Raw data =>
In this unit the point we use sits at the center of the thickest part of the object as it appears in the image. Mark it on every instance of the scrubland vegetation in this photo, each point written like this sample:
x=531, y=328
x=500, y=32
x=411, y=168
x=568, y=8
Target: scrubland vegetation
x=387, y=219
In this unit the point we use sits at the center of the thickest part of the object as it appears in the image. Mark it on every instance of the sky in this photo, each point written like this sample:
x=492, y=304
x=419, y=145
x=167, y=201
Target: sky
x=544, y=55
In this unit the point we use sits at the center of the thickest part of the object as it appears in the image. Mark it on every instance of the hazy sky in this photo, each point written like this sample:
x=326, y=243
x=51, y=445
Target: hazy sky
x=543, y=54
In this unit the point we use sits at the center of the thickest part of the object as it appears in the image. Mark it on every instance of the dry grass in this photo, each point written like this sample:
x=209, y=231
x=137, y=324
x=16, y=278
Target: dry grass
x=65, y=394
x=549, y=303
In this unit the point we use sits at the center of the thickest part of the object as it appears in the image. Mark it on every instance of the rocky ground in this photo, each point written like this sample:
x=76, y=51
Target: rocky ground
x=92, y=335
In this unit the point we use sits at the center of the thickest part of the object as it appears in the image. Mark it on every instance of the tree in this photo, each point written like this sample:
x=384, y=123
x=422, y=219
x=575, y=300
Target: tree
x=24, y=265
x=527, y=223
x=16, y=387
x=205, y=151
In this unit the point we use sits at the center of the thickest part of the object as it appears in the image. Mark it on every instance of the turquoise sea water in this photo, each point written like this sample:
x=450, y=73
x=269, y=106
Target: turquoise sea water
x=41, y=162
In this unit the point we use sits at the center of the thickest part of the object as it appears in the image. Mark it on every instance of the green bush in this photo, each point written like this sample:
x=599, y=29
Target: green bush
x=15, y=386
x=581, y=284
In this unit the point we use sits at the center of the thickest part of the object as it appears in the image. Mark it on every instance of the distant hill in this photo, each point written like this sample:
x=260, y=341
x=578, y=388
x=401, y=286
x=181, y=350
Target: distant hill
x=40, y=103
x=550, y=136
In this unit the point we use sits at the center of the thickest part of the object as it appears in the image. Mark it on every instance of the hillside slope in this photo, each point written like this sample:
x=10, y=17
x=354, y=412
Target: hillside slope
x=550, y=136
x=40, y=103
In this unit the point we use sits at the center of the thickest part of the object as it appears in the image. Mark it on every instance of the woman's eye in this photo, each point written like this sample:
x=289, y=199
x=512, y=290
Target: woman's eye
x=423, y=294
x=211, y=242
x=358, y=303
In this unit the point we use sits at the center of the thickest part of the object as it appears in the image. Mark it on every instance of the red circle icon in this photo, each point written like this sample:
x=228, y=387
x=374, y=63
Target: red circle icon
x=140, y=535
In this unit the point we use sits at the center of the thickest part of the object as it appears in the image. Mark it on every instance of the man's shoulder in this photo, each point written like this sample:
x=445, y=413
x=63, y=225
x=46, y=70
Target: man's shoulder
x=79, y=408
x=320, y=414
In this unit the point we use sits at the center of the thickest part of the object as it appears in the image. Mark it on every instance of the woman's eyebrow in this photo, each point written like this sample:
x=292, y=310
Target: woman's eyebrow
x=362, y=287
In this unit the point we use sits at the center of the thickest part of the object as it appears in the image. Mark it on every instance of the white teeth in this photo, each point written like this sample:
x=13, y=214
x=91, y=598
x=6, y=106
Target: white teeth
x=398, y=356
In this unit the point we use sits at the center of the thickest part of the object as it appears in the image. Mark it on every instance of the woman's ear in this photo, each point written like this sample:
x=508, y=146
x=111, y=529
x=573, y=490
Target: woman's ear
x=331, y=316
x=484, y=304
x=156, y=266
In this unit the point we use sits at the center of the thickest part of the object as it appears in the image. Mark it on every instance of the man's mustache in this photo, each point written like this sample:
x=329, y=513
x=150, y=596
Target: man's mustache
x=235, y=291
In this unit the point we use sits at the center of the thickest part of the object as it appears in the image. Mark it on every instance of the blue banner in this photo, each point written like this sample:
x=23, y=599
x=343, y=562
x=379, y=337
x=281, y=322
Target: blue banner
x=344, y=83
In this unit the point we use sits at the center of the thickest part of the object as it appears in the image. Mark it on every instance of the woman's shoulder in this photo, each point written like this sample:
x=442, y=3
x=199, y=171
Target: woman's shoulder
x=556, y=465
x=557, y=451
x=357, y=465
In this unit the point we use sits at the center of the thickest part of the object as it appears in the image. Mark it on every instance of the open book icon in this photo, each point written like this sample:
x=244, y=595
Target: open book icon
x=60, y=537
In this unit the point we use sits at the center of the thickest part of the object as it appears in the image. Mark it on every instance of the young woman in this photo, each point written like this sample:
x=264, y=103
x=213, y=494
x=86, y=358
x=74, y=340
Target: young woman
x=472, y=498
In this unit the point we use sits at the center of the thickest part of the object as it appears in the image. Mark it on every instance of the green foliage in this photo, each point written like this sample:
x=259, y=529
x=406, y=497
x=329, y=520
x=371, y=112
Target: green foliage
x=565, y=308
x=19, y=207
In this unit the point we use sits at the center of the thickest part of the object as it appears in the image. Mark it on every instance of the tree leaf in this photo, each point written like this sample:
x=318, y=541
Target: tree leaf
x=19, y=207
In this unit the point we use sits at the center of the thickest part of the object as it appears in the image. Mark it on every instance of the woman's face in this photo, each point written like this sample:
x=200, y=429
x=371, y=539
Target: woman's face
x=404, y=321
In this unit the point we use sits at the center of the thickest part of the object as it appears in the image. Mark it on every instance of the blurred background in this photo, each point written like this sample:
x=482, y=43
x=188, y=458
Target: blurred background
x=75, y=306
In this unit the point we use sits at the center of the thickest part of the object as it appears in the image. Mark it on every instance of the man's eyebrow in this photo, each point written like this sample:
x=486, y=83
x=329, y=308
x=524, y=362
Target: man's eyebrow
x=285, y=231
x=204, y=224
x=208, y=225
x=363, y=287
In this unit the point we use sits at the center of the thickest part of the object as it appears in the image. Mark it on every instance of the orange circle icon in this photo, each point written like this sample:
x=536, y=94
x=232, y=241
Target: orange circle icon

Aim of the exercise =>
Which lines of the data above contain the string "orange"? Copy each of them.

Written answer =>
In this unit the point we use sits at the center of the thickest part of the object as it appears in the image. Mark it on every instance of the orange circle icon in this photo, each point written like this sample:
Target: orange circle icon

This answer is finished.